* **YOUR INSTRUCTIONS**:
Only the lines from the line holding "In this exercise you will indicate the roof" through the final line of the entries below are to be returned, exactly as they stand.

**** GIVEN DATA

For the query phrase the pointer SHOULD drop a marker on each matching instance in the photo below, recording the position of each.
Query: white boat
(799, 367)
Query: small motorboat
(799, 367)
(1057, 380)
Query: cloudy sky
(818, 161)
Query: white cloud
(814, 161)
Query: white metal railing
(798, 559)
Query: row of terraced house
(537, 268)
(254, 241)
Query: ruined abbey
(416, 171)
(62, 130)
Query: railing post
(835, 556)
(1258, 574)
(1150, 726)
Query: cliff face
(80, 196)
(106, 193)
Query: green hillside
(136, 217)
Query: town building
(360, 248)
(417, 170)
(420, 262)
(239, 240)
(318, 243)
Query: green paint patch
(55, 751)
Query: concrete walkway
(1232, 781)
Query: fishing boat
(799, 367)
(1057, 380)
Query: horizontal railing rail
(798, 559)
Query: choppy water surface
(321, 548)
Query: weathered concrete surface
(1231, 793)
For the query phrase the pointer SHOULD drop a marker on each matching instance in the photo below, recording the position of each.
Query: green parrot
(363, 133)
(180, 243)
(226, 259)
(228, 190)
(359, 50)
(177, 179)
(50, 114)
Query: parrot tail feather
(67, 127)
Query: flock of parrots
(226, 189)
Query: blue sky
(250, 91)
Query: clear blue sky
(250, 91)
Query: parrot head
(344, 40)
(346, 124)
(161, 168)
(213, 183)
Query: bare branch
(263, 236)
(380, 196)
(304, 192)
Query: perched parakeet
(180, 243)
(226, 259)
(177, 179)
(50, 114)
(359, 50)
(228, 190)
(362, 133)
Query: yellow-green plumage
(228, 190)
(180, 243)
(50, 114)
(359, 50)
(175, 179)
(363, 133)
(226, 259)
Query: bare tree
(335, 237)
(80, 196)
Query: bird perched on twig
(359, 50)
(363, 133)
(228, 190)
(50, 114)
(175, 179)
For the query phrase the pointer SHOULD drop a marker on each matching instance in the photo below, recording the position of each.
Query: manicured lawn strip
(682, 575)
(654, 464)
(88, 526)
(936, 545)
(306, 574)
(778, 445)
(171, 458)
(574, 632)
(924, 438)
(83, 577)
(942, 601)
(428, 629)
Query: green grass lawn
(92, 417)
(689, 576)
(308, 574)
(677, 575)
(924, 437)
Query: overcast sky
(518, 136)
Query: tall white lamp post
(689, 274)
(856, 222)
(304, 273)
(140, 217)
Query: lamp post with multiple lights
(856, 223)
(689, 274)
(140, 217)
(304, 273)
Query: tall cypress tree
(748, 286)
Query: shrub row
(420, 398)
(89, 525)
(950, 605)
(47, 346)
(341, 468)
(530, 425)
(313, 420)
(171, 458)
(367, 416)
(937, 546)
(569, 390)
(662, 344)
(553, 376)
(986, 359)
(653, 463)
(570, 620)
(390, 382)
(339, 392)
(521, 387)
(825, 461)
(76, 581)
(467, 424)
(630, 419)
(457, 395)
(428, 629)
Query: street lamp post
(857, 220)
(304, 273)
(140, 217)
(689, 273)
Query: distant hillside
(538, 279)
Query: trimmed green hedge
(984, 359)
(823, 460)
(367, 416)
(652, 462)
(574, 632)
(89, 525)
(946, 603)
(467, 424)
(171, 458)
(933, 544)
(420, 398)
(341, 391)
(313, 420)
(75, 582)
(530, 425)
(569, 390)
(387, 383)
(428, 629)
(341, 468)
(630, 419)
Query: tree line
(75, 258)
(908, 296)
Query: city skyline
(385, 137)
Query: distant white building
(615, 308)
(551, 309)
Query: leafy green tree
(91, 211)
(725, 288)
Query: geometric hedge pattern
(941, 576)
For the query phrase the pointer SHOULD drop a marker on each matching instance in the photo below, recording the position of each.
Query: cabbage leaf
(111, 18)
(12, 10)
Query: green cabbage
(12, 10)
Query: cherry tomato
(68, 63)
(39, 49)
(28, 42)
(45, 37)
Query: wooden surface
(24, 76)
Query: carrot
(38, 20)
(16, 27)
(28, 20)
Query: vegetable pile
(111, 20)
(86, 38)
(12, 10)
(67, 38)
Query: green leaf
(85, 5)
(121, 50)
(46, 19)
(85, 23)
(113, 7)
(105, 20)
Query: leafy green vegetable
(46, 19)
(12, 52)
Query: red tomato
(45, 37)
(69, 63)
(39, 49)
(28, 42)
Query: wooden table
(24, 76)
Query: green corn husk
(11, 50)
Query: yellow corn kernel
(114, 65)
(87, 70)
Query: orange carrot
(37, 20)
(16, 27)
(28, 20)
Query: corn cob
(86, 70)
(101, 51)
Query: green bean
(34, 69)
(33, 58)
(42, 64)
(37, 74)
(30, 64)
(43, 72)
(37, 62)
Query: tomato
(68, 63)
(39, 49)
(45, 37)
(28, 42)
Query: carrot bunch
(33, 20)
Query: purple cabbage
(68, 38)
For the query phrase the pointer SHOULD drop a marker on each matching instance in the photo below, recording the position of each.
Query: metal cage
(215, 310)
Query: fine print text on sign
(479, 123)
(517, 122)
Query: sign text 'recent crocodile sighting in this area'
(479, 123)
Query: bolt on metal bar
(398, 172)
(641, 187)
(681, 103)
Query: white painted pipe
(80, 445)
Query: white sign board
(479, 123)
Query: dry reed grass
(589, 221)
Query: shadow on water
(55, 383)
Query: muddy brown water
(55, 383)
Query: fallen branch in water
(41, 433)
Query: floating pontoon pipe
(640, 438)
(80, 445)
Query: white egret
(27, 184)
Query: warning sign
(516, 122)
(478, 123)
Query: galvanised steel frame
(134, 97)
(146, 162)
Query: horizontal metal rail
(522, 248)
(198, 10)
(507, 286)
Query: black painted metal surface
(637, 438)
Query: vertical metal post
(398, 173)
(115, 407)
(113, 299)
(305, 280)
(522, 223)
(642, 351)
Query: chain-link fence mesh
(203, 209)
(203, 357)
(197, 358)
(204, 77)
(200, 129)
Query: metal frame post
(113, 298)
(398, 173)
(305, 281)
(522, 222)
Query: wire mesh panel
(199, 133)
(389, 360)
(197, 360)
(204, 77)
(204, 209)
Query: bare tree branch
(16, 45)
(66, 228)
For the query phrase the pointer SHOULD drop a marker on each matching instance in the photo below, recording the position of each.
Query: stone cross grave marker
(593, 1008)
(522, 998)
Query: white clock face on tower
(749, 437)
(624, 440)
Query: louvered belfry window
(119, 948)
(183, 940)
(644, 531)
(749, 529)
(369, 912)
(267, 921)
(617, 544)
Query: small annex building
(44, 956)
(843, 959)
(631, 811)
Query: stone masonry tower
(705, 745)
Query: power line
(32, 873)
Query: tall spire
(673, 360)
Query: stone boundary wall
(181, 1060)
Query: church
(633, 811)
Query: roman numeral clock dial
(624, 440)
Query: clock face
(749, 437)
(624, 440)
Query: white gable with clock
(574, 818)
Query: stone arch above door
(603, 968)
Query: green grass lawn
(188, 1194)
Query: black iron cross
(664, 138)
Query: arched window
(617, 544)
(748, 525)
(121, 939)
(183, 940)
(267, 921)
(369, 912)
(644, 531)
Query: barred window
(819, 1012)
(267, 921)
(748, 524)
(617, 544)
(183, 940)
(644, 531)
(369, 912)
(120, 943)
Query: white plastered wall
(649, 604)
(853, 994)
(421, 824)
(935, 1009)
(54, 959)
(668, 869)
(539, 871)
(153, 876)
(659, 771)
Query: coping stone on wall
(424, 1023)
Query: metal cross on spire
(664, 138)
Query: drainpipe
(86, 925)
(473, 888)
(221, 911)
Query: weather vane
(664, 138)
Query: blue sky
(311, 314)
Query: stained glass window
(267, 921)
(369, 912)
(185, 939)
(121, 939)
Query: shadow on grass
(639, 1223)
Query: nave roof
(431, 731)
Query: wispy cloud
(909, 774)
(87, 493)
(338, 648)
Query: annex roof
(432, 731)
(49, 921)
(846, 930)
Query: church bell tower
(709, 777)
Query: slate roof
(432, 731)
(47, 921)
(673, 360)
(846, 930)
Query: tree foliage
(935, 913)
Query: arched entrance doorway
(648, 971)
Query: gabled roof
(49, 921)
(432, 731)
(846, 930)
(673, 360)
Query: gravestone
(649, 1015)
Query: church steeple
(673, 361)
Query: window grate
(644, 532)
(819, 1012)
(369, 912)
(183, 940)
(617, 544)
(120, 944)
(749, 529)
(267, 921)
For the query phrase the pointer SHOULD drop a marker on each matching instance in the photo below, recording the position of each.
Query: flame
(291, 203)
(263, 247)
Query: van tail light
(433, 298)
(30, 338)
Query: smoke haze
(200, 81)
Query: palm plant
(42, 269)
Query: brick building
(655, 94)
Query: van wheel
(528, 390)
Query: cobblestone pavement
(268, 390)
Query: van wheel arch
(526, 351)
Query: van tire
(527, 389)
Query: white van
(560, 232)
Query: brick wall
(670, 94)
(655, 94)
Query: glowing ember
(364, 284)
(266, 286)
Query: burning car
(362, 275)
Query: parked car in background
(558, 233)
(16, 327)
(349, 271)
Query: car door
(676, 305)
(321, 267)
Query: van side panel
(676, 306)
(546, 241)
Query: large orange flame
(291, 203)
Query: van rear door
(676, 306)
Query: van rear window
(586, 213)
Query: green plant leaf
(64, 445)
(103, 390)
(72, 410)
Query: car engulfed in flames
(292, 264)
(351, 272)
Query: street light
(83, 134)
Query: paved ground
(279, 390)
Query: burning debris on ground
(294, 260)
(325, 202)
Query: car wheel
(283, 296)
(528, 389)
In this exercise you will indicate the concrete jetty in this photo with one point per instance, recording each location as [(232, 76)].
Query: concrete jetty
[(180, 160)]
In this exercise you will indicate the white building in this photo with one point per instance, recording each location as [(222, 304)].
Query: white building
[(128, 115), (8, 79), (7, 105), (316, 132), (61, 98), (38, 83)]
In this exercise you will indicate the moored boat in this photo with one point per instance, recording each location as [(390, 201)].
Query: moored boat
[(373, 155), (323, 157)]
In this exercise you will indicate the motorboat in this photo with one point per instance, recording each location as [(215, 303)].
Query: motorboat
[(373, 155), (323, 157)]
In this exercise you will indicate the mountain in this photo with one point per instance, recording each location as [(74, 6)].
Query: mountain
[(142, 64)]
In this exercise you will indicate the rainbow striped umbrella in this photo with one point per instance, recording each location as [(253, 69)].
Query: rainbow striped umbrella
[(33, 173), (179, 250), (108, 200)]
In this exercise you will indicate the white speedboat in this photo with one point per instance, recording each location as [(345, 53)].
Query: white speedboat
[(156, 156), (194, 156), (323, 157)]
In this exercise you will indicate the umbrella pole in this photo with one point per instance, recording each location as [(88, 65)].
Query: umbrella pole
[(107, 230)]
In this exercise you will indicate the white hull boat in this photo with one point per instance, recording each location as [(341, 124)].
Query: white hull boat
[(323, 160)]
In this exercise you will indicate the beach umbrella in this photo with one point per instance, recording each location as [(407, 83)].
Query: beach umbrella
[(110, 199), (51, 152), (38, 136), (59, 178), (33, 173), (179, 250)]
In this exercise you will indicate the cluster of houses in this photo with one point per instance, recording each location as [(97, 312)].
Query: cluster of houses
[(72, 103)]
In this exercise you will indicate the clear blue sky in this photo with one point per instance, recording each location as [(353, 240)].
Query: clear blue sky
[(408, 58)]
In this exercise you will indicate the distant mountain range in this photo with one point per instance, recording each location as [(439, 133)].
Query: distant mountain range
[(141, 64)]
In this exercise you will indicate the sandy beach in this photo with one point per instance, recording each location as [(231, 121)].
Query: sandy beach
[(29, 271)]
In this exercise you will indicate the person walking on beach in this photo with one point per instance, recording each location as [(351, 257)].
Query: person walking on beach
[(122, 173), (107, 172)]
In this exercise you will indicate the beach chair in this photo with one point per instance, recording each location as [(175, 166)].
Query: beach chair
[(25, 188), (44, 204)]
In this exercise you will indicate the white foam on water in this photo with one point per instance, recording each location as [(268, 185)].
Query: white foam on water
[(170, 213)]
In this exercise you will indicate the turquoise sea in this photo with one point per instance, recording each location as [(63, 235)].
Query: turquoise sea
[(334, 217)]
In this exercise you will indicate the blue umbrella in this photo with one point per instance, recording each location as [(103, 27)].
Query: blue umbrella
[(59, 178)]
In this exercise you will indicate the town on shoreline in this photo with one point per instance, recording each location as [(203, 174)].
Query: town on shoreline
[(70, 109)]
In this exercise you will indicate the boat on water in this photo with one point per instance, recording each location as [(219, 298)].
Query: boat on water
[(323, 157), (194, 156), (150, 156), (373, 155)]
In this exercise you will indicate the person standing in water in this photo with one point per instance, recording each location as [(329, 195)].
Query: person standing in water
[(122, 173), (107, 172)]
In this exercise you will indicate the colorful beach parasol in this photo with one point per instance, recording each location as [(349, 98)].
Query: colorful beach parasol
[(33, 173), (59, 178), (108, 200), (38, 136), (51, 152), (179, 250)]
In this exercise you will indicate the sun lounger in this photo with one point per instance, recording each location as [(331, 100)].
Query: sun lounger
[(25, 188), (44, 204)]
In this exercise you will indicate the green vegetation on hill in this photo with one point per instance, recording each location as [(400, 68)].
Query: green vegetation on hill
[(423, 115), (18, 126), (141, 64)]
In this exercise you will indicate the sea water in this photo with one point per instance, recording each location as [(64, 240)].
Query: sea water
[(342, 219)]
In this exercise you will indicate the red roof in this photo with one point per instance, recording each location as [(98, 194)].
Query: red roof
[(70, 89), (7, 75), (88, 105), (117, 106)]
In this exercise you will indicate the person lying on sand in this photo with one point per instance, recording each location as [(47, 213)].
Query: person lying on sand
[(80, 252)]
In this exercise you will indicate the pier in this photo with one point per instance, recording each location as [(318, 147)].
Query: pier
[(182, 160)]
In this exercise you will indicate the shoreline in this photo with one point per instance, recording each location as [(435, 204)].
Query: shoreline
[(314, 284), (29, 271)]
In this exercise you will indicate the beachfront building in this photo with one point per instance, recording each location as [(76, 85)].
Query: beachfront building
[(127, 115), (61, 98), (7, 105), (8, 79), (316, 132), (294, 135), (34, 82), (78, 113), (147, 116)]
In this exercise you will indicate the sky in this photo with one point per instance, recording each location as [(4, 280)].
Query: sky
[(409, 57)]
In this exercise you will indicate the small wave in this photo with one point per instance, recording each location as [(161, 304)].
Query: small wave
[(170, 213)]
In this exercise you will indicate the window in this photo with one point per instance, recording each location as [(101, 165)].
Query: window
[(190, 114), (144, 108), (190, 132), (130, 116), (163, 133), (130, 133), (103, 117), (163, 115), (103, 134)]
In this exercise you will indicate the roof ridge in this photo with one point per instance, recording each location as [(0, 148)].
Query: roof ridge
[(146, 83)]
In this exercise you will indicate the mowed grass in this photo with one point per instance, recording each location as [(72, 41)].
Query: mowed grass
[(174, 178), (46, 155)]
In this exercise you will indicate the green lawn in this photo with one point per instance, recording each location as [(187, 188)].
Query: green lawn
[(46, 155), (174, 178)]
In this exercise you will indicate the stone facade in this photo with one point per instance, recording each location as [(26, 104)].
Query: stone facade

********

* **REPLY TO THE EXERCISE**:
In this exercise you will indicate the roof ridge in this photo with one point per instance, recording each location as [(0, 148)].
Query: roof ridge
[(146, 83)]
In this exercise you will indicate the mowed grass in this photo with one point per instance, recording each location as [(72, 41)].
Query: mowed grass
[(174, 178), (46, 155)]
In this exercise you will indicate the green lawn in this photo with one point per instance, recording each location as [(187, 188)].
Query: green lawn
[(46, 155), (174, 178)]
In this exercise you will indicate the stone facade in this photo with one point per instance, recording each location as [(26, 104)].
Query: stone facade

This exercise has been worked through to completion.